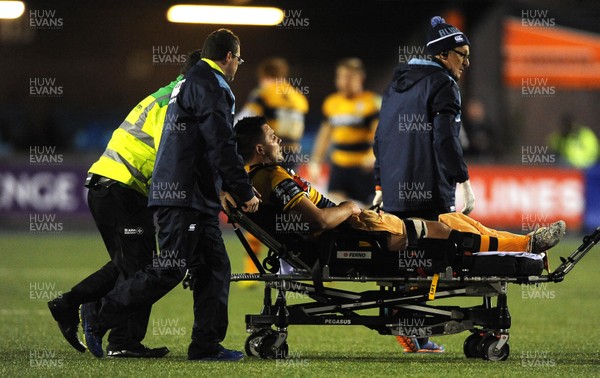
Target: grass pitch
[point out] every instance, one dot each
(553, 331)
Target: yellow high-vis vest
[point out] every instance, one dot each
(131, 152)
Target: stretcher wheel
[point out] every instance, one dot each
(252, 345)
(488, 347)
(266, 350)
(472, 346)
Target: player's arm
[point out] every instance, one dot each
(319, 150)
(446, 128)
(326, 218)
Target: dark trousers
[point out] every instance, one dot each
(126, 225)
(190, 240)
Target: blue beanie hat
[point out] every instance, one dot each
(443, 37)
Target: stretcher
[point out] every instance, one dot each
(409, 283)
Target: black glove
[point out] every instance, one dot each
(187, 280)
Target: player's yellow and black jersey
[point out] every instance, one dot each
(284, 107)
(353, 122)
(282, 189)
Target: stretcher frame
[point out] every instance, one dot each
(405, 304)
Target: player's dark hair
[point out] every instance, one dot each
(353, 64)
(191, 60)
(219, 43)
(273, 67)
(249, 133)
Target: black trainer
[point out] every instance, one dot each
(140, 352)
(91, 333)
(68, 322)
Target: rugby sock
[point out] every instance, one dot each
(473, 242)
(484, 243)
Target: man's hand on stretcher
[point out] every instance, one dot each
(249, 206)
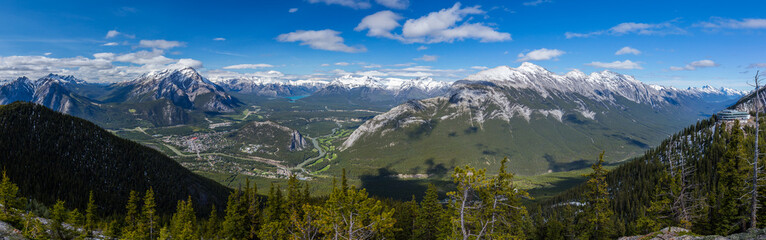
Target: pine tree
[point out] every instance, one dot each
(252, 204)
(150, 218)
(430, 224)
(212, 226)
(275, 216)
(235, 226)
(8, 196)
(405, 215)
(351, 214)
(732, 178)
(58, 217)
(184, 222)
(598, 212)
(90, 214)
(131, 230)
(486, 207)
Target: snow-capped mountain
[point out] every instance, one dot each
(185, 88)
(541, 120)
(270, 87)
(51, 91)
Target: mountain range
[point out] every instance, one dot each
(542, 121)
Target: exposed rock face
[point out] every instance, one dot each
(51, 91)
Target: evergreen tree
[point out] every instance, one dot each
(90, 214)
(732, 179)
(184, 222)
(598, 212)
(430, 223)
(212, 226)
(275, 216)
(150, 218)
(58, 217)
(235, 226)
(405, 215)
(486, 207)
(351, 214)
(132, 228)
(252, 204)
(8, 196)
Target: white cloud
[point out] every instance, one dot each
(355, 4)
(380, 24)
(160, 44)
(395, 4)
(107, 56)
(322, 39)
(746, 23)
(427, 58)
(540, 54)
(535, 2)
(186, 62)
(627, 64)
(666, 28)
(115, 33)
(627, 50)
(249, 66)
(695, 65)
(446, 25)
(155, 57)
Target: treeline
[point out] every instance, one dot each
(481, 207)
(699, 179)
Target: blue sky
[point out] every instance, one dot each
(675, 43)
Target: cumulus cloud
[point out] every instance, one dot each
(327, 39)
(427, 58)
(115, 33)
(380, 24)
(395, 4)
(540, 55)
(355, 4)
(535, 2)
(746, 23)
(627, 50)
(446, 25)
(626, 65)
(666, 28)
(695, 65)
(160, 44)
(249, 66)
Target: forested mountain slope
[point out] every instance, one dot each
(700, 179)
(54, 156)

—————

◆ DO THIS
Update these lines so that every "stretcher" becomes "gurney" and nothing else changes. Leave the pictures out of your answer.

◆ FULL SOLUTION
Target: grass pitch
[point out] every instance, one dot each
(553, 331)
Target: yellow high-vis vest
[point out] every instance, one dot each
(131, 152)
Target: gurney wheel
[point out] every instance, one dot each
(252, 345)
(488, 347)
(266, 350)
(472, 346)
Target: player's arm
[point out] every instance, one dot each
(319, 150)
(446, 128)
(326, 218)
Target: dark trousers
[point out] every instance, one dot each
(126, 225)
(190, 240)
Target: blue beanie hat
[point out] every instance, one dot each
(443, 37)
Target: gurney
[point out] every instance, one dot each
(409, 283)
Target: black glove
[point out] every instance, one dot each
(187, 280)
Target: player's yellow and black jersey
[point out] every instance, one dot each
(284, 107)
(353, 122)
(282, 189)
Target: gurney frame
[point out] every instance, one dot each
(405, 304)
Target: player's dark hair
[point out] every instance, one dot each
(353, 64)
(191, 60)
(219, 43)
(273, 67)
(249, 133)
Target: black trainer
[point out] every instance, one dot each
(140, 352)
(91, 333)
(68, 322)
Target: rugby sock
[point out] every instance, one dot each
(473, 242)
(484, 243)
Target: man's hand on gurney
[point out] every instance, one dot each
(249, 206)
Target: pine tree
[point out] every instance, one dot each
(252, 204)
(150, 218)
(430, 224)
(212, 226)
(275, 216)
(235, 226)
(8, 196)
(405, 215)
(351, 214)
(732, 178)
(58, 217)
(184, 222)
(598, 212)
(90, 214)
(131, 230)
(486, 207)
Target: snow-capped mountain
[point out] every instance, one dot each
(185, 88)
(541, 120)
(270, 87)
(51, 91)
Target: mountain range
[point out] every instance, one dot each
(542, 121)
Target: exposed rock face
[point out] every instance, one dot each
(51, 91)
Target: evergreen tree
[point out] every instance, one dot each
(90, 214)
(732, 179)
(184, 222)
(598, 212)
(430, 223)
(212, 226)
(275, 216)
(150, 218)
(58, 217)
(235, 226)
(405, 215)
(486, 207)
(351, 214)
(132, 228)
(252, 204)
(8, 196)
Target: white cloud
[point out] every instance, one dot each
(355, 4)
(380, 24)
(160, 44)
(395, 4)
(107, 56)
(322, 39)
(746, 23)
(427, 58)
(540, 54)
(535, 2)
(186, 62)
(627, 64)
(666, 28)
(115, 33)
(627, 50)
(249, 66)
(695, 65)
(446, 25)
(155, 57)
Target: treeline
[point out] every instance, one dot each
(481, 207)
(699, 179)
Target: blue sky
[point out] every instance, one dot each
(675, 43)
Target: cumulus cloud
[point out] every instance, one dot each
(327, 39)
(427, 58)
(115, 33)
(380, 24)
(395, 4)
(540, 55)
(355, 4)
(535, 2)
(746, 23)
(627, 50)
(446, 25)
(626, 65)
(666, 28)
(695, 65)
(160, 44)
(249, 66)
Target: forested mountain slope
[point out] every instance, one dot each
(700, 179)
(54, 156)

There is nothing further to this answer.